● What you will do: In the passage on permeable paving materials, what traffic level makes these materials most appropriate?

Using Permeable Paving Materials

Permeable paving materials are alternatives to conventional pavement surfaces designed to increase infiltration and reduce stormwater runoff and pollutant loads.  Alternative materials include modular concrete paving blocks, modular concrete or plastic lattice, cast-in-place concrete grids, and soil enhancement technologies.  These practices increase a site’s load bearing capacity and allow grass growth and infiltration (Metropolitan Council, 2001). Stone, gravel, and other low-tech materials can also be used as alternatives for low traffic applications such as driveways, haul roads, and access roads.

Porous asphalt or concrete, also known as porous pavement, is similar to conventional asphalt but formulated to have more void space for greater water passage through the material. Traditionally, porous pavement has had limited application in cold climates such as Connecticut due to the potential for clogging as a result of sand application.  Porous pavement has been successfully used for some parking lot applications in New England where the underlying soils are sufficiently permeable.  One example is a parking lot demonstration project at Walden Pond State Reservation in eastern Massachusetts.

While permeable paving materials can make sense in many parking lot designs, site-specific factors such as accessibility, soils, maintenance, and long-term performance must be carefully considered.  Permeable paving materials are most appropriate in areas of low traffic volume (e.g., generally less than 500 average daily trips or ADT) such as roadside rights-of-ways, emergency access lanes, delivery access routes, residential driveways, and overflow parking. Chapter Eleven of this manual contains additional siting and design guidance for permeable pavement materials.

These alternative design practices address the size, shape, density, and appearance of residential development.

Maintaining Pre-Development Vegetation

Pre-development vegetation should be maintained to the extent possible.  Vegetation intercepts rainfall and promotes evapotranspiration, thereby reducing the volume of runoff from a site.  Trees and other vegetation can be incorporated into a site by planting additional vegetation, clustering tree areas, and conserving native vegetation.  Wherever practical, trees should be incorporated into community open space, street rights-of-way, parking lot islands, bioretention areas, and other landscaped areas.

● Raw data:
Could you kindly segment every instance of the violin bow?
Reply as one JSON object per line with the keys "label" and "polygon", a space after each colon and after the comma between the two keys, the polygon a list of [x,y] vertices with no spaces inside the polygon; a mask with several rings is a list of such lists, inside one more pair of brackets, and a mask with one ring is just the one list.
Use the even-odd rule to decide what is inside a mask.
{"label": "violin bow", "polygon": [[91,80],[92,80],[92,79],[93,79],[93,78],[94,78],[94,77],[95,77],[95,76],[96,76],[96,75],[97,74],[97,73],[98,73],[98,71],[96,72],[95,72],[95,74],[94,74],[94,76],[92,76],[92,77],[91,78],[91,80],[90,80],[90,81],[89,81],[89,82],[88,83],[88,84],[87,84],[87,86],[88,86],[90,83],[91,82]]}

● Result: Low traffic volume, generally less than 500 average daily trips (ADT).